Re: [PATCH v8 04/12] kernfs: add initial failure injection support

From: Luis Chamberlain
Date: Mon Oct 11 2021 - 16:44:30 EST


On Tue, Oct 05, 2021 at 12:47:22PM -0700, Kees Cook wrote:
> On Mon, Sep 27, 2021 at 09:37:57AM -0700, Luis Chamberlain wrote:
> > This adds initial failure injection support to kernfs. We start
> > off with debug knobs which when enabled allow test drivers, such as
> > test_sysfs, to then make use of these to try to force certain
> > difficult races to take place with a high degree of certainty.
> >
> > This only adds runtime code *iff* the new bool CONFIG_FAIL_KERNFS_KNOBS is
> > enabled in your kernel. If you don't have this enabled this provides
> > no new functional. When CONFIG_FAIL_KERNFS_KNOBS is disabled the new
> > routine kernfs_debug_should_wait() ends up being transformed to if
> > (false), and so the compiler should optimize these out as dead code
> > producing no new effective binary changes.
> >
> > We start off with enabling failure injections in kernfs by allowing us to
> > alter the way kernfs_fop_write_iter() behaves. We allow for the routine
> > kernfs_fop_write_iter() to wait for a certain condition in the kernel to
> > occur, after which it will sleep a predefined amount of time. This lets
> > kernfs users to time exactly when it want kernfs_fop_write_iter() to
> > complete, allowing for developing race conditions and test for correctness
> > in kernfs.
> >
> > You'd boot with this enabled on your kernel command line:
> >
> > fail_kernfs_fop_write_iter=1,100,0,1
> >
> > The values are <interval,probability,size,times>, we don't care for
> > size, so for now we ignore it. The above ensures a failure will trigger
> > only once.

Excerpts from a point labeling dataset

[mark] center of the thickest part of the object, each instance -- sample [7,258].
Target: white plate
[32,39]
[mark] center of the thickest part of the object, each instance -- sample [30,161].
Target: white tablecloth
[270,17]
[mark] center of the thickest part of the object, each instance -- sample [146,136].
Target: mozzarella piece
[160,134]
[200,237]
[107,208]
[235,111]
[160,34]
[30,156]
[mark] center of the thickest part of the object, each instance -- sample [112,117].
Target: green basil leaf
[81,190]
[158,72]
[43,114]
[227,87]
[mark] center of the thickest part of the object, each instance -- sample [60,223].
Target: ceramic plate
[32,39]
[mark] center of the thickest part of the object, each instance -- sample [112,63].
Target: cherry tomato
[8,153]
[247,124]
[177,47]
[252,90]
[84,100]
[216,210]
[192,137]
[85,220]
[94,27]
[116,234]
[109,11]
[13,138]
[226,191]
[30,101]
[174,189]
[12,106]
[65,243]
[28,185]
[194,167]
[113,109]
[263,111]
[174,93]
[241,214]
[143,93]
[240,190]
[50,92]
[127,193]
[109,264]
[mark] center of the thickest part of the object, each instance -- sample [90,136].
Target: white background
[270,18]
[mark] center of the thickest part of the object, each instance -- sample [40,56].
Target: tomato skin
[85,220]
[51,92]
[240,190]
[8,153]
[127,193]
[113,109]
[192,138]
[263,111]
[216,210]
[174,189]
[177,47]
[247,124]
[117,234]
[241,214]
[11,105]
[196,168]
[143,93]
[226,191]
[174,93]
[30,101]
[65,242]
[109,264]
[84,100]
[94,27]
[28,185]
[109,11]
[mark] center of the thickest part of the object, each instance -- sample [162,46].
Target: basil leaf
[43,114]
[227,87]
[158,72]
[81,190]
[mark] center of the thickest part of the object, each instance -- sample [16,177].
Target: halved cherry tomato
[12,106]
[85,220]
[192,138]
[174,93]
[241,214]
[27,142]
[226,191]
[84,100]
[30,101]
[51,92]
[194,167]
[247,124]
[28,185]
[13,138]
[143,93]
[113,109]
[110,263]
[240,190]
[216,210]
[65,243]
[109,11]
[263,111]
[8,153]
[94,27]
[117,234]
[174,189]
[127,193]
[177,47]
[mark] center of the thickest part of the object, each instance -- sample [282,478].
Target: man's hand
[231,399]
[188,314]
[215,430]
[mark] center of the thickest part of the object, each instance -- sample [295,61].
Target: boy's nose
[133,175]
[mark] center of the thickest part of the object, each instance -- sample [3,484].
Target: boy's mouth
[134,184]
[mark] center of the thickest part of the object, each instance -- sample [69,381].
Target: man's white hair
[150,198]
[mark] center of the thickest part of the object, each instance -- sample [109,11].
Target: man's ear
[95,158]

**Short exercise 1**
Reproduce the kernfs failure injection thread word for word, from its first line to its last.
**Short exercise 2**
In the records, take the part that opens with the line containing "-- sample [109,11]." and runs through the end of the records, and switch "thickest" to "widest" there. Give back only those lines, with nothing else changed.

**Reply 1**
Re: [PATCH v8 04/12] kernfs: add initial failure injection support

From: Luis Chamberlain
Date: Mon Oct 11 2021 - 16:44:30 EST


On Tue, Oct 05, 2021 at 12:47:22PM -0700, Kees Cook wrote:
> On Mon, Sep 27, 2021 at 09:37:57AM -0700, Luis Chamberlain wrote:
> > This adds initial failure injection support to kernfs. We start
> > off with debug knobs which when enabled allow test drivers, such as
> > test_sysfs, to then make use of these to try to force certain
> > difficult races to take place with a high degree of certainty.
> >
> > This only adds runtime code *iff* the new bool CONFIG_FAIL_KERNFS_KNOBS is
> > enabled in your kernel. If you don't have this enabled this provides
> > no new functional. When CONFIG_FAIL_KERNFS_KNOBS is disabled the new
> > routine kernfs_debug_should_wait() ends up being transformed to if
> > (false), and so the compiler should optimize these out as dead code
> > producing no new effective binary changes.
> >
> > We start off with enabling failure injections in kernfs by allowing us to
> > alter the way kernfs_fop_write_iter() behaves. We allow for the routine
> > kernfs_fop_write_iter() to wait for a certain condition in the kernel to
> > occur, after which it will sleep a predefined amount of time. This lets
> > kernfs users to time exactly when it want kernfs_fop_write_iter() to
> > complete, allowing for developing race conditions and test for correctness
> > in kernfs.
> >
> > You'd boot with this enabled on your kernel command line:
> >
> > fail_kernfs_fop_write_iter=1,100,0,1
> >
> > The values are <interval,probability,size,times>, we don't care for
> > size, so for now we ignore it. The above ensures a failure will trigger
> > only once.

**Reply 2**
[mark] center of the widest part of the object, each instance -- sample [109,11].
Target: man's ear
[95,158]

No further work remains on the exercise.